• [EXERCISE BRIEF]:
From the entries below, copy out every line with "logo" in it.

• [DATA IN THIS EXERCISE]:
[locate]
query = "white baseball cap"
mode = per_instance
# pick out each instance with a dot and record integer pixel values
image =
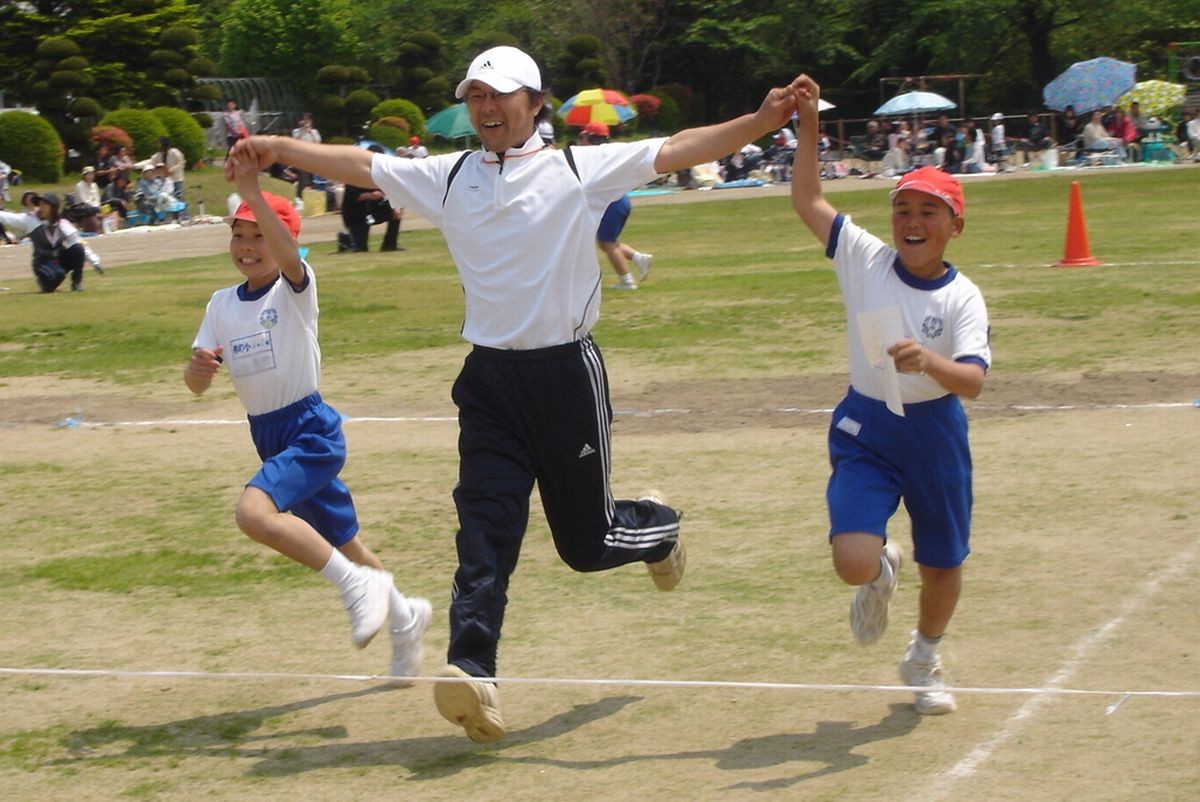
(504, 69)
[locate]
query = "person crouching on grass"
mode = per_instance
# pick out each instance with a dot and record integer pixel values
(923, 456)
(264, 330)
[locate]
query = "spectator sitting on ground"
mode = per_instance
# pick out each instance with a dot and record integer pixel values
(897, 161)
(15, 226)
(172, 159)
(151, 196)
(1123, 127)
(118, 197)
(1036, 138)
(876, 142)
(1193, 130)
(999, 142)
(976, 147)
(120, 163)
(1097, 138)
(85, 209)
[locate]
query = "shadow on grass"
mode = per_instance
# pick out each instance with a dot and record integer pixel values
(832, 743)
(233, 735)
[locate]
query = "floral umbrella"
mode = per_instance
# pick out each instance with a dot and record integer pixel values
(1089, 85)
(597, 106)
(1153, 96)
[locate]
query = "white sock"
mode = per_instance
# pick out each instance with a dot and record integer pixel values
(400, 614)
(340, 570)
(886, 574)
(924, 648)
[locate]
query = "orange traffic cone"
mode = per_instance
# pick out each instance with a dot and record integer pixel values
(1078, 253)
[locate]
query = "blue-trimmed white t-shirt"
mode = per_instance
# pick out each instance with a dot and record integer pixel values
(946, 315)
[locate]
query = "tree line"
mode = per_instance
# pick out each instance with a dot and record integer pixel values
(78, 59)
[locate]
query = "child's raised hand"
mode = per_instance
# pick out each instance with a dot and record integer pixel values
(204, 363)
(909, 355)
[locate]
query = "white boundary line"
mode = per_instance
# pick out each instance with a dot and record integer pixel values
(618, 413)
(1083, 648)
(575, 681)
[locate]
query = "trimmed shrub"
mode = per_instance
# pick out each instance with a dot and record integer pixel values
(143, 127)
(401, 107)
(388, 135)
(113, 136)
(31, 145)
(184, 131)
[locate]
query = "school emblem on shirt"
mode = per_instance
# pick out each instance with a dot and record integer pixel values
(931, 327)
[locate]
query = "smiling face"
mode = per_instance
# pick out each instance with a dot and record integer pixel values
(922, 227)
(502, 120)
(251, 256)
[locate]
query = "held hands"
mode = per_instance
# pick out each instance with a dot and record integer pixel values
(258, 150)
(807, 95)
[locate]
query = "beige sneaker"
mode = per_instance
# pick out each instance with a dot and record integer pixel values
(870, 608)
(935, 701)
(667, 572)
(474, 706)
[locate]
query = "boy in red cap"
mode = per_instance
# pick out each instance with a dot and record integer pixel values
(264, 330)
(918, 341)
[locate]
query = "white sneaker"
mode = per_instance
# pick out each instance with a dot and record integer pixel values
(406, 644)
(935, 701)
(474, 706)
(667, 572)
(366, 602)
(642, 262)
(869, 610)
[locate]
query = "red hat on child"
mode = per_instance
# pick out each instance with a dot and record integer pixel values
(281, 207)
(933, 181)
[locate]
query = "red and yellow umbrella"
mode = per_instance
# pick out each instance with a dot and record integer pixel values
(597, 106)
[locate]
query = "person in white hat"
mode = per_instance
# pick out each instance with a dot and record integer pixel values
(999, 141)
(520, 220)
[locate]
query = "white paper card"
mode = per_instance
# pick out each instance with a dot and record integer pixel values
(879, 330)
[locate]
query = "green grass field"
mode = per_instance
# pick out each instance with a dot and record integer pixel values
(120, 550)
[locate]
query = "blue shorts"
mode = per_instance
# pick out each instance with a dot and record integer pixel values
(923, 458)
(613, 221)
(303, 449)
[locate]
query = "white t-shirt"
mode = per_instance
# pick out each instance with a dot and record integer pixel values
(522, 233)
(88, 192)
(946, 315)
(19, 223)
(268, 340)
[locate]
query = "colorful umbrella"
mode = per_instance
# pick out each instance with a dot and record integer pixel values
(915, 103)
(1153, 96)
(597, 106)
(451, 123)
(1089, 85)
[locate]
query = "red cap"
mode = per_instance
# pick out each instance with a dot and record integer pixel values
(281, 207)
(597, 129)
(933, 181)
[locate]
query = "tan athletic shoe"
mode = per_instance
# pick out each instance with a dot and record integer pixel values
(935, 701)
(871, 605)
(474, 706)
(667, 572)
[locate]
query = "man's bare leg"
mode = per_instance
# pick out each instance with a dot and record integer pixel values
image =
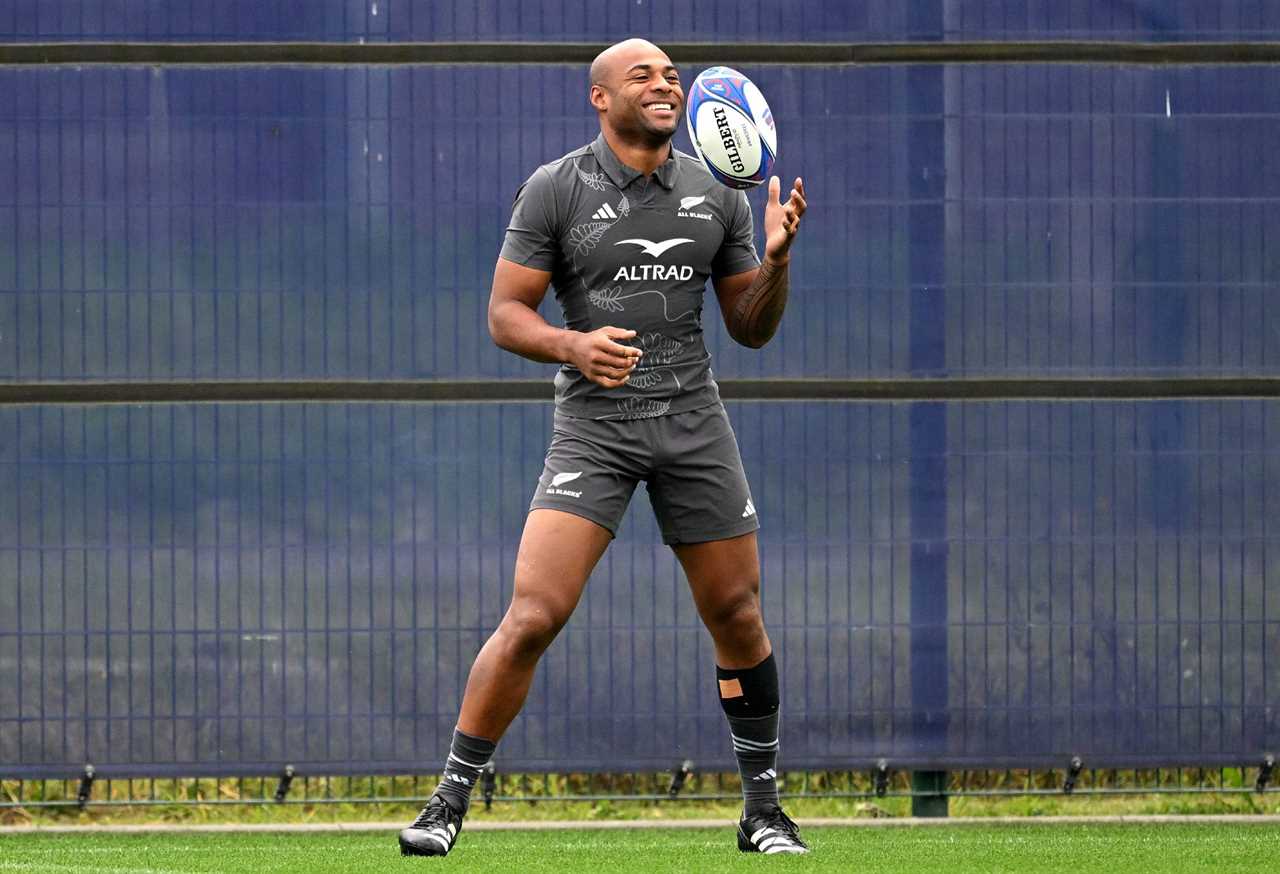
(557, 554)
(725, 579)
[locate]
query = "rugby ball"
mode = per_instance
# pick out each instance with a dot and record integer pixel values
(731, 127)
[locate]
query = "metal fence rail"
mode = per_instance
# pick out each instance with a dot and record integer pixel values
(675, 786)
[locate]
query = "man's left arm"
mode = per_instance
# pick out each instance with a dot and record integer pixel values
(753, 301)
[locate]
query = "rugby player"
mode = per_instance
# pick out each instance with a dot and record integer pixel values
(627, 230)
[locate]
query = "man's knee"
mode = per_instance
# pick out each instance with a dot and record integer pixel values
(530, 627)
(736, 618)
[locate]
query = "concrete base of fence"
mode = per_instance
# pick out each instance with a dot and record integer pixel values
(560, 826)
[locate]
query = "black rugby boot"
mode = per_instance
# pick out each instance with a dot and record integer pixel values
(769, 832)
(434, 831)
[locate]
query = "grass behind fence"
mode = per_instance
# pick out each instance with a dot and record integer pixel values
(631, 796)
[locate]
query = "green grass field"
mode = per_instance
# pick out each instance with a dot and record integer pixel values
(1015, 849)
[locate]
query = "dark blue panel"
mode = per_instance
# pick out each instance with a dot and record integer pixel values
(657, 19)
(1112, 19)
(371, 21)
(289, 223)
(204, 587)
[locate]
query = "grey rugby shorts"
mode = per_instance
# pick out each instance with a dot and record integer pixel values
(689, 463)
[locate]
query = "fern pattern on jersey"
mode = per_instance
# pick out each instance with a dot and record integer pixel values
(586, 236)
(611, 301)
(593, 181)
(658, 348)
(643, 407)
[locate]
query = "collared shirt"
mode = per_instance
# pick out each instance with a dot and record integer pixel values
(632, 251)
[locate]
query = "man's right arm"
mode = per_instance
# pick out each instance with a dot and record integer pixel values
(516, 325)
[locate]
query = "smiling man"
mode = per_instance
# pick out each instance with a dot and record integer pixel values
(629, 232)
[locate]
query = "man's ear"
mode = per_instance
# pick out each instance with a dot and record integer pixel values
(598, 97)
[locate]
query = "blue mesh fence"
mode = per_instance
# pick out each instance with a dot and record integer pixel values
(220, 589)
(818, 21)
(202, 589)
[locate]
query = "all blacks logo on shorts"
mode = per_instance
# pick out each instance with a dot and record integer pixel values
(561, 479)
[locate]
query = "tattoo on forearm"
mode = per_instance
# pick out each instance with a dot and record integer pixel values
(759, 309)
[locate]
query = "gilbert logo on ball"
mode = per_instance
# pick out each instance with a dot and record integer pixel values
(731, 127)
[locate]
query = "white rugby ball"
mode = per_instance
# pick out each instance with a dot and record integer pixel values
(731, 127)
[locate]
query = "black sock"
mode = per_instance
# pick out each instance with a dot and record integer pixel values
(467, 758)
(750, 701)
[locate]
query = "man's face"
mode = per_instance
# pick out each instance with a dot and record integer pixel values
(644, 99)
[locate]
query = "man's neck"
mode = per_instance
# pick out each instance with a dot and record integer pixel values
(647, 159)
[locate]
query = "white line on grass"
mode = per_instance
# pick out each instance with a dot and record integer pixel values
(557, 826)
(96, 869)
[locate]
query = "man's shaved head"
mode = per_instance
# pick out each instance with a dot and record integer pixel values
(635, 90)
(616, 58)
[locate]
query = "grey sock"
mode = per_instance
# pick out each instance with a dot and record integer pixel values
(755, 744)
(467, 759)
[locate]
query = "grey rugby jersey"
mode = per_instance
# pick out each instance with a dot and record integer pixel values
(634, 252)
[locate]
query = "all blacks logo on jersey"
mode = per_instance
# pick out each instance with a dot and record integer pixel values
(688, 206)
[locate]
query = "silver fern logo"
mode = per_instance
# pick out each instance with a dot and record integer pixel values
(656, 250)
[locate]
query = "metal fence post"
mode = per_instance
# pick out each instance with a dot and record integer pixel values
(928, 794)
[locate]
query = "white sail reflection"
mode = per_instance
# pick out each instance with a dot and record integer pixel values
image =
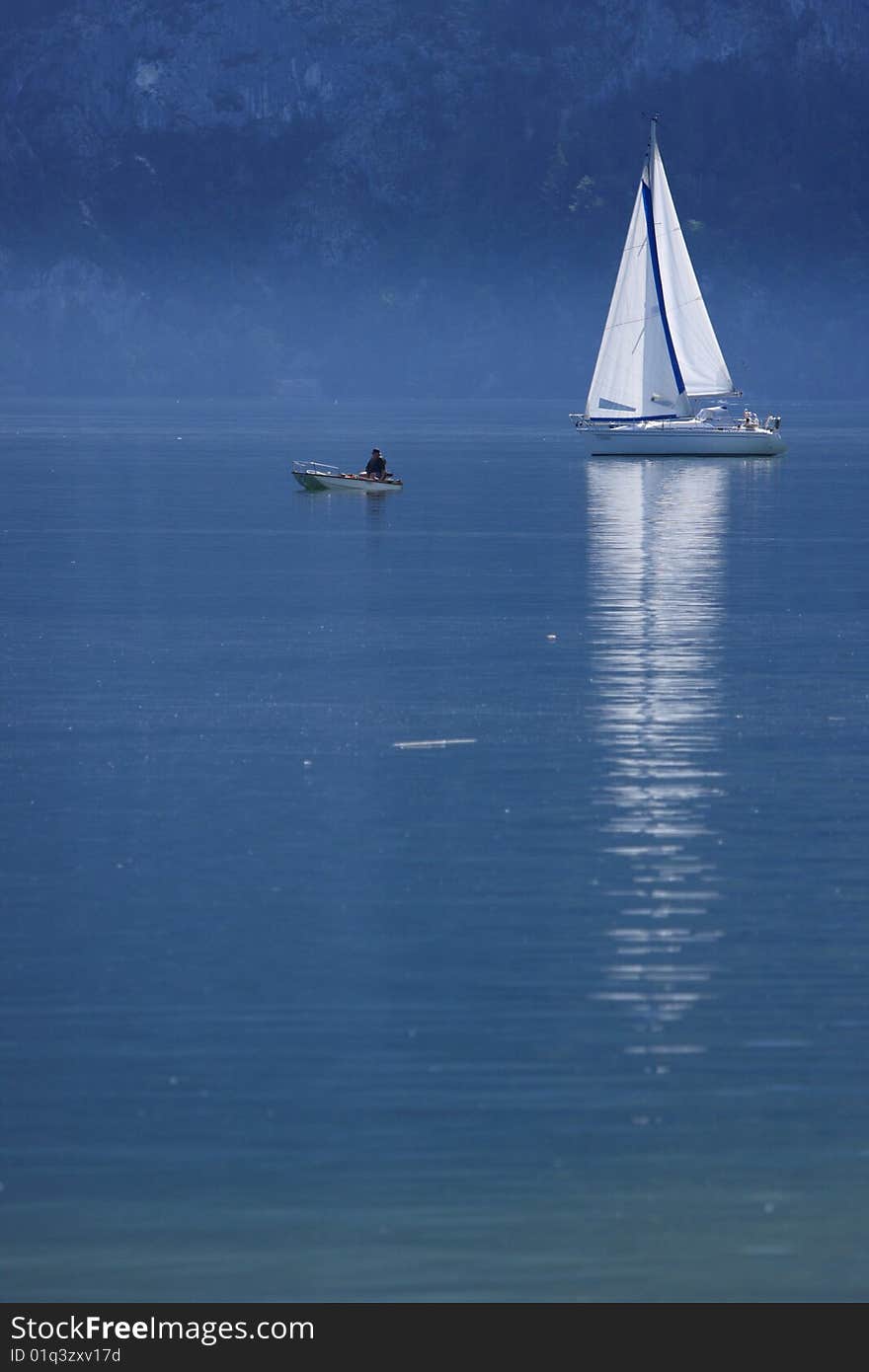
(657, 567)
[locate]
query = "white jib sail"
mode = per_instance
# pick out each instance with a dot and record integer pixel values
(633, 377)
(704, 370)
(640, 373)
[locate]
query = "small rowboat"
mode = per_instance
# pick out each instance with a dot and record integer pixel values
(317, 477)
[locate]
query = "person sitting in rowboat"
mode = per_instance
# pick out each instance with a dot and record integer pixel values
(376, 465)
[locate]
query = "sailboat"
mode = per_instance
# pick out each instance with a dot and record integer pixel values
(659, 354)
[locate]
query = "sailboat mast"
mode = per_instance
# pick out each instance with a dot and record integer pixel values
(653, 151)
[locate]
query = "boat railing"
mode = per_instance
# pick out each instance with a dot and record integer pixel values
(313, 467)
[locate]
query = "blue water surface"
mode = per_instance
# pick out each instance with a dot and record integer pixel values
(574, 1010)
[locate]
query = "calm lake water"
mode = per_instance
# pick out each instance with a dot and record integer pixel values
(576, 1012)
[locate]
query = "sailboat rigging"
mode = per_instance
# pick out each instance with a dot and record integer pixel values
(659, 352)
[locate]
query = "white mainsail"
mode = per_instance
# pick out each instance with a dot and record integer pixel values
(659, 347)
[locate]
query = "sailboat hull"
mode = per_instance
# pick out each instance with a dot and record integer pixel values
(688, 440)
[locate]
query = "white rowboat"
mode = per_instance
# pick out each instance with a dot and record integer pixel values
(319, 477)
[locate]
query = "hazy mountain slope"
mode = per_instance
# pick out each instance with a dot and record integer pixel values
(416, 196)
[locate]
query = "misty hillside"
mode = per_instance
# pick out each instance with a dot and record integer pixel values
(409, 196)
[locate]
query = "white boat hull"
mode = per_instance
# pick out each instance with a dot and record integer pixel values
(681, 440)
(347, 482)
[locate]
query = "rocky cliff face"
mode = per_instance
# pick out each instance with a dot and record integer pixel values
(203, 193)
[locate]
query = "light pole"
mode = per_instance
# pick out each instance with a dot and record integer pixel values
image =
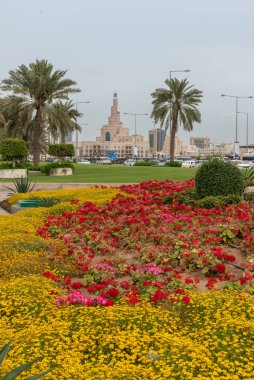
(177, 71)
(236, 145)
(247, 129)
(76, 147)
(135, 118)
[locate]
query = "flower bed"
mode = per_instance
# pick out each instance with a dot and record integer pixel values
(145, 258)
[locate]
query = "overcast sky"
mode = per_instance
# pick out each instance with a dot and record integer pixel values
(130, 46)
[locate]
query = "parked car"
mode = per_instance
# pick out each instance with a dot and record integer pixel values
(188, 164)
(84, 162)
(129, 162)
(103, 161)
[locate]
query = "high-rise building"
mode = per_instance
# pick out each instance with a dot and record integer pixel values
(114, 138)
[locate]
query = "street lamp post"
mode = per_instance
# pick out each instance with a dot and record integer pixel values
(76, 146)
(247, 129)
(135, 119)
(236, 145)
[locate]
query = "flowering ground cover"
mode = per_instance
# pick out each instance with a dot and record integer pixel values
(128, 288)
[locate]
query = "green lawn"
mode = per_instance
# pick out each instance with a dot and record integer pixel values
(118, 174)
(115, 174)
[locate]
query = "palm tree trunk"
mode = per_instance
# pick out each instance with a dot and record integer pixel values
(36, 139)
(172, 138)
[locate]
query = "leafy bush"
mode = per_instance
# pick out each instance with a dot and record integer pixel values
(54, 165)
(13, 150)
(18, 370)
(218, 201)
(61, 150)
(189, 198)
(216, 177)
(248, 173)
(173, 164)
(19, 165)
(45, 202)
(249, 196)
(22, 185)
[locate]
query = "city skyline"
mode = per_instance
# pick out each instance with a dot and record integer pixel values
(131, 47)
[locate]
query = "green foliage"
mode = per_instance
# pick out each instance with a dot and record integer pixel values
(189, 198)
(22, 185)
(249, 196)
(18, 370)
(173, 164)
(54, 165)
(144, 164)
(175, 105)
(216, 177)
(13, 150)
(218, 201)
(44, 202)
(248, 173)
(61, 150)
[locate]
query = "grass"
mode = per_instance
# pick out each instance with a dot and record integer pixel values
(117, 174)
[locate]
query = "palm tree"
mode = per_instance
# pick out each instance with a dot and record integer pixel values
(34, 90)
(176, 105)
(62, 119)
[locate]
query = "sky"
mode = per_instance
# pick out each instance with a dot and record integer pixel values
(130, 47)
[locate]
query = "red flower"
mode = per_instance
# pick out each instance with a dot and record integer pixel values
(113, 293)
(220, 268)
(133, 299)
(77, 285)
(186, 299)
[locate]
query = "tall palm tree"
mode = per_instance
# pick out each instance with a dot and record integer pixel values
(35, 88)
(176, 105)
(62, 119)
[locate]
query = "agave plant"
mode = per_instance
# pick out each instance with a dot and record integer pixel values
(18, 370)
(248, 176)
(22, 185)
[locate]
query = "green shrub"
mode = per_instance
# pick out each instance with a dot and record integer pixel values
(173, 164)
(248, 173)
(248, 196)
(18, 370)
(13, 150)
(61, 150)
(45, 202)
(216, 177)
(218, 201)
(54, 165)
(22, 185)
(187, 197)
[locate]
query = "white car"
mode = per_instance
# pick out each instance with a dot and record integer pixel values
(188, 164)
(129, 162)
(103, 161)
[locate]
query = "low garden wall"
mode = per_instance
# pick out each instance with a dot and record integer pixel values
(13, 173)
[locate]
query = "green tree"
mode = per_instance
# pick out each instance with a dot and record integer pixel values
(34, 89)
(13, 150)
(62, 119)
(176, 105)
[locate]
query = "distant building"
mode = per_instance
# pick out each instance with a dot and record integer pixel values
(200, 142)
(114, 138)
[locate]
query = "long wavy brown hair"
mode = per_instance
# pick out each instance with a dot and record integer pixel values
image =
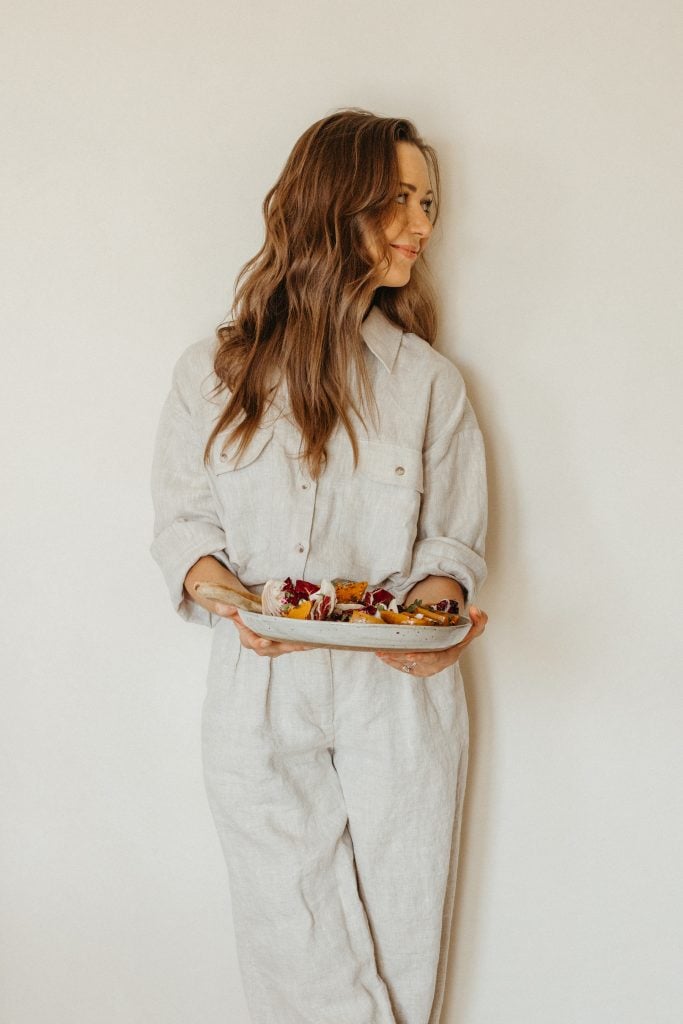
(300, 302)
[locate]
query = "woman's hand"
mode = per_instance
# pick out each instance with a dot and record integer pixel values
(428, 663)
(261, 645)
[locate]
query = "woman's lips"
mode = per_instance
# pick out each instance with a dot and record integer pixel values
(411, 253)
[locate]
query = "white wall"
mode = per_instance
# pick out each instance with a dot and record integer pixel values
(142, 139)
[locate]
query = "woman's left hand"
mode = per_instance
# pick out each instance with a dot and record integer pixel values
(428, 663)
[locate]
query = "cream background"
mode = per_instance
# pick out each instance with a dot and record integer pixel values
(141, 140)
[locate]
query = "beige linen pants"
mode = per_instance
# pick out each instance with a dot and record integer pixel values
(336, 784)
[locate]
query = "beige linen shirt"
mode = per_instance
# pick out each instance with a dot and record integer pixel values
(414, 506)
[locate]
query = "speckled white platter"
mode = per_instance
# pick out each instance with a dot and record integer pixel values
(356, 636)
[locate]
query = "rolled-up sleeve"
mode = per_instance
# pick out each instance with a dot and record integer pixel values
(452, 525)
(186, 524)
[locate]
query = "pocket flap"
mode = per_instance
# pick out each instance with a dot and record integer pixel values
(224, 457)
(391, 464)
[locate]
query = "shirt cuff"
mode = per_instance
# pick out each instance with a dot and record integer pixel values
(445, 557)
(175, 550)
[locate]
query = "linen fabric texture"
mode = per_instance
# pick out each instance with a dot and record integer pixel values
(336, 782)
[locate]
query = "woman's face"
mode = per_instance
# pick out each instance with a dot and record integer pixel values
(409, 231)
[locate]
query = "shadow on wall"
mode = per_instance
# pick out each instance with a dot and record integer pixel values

• [RESULT FOR THIS TASK]:
query = "all blacks logo on shorts"
query = "gilbert logo on ball"
query = "all blacks logo on jersey"
query = "silver fern logo"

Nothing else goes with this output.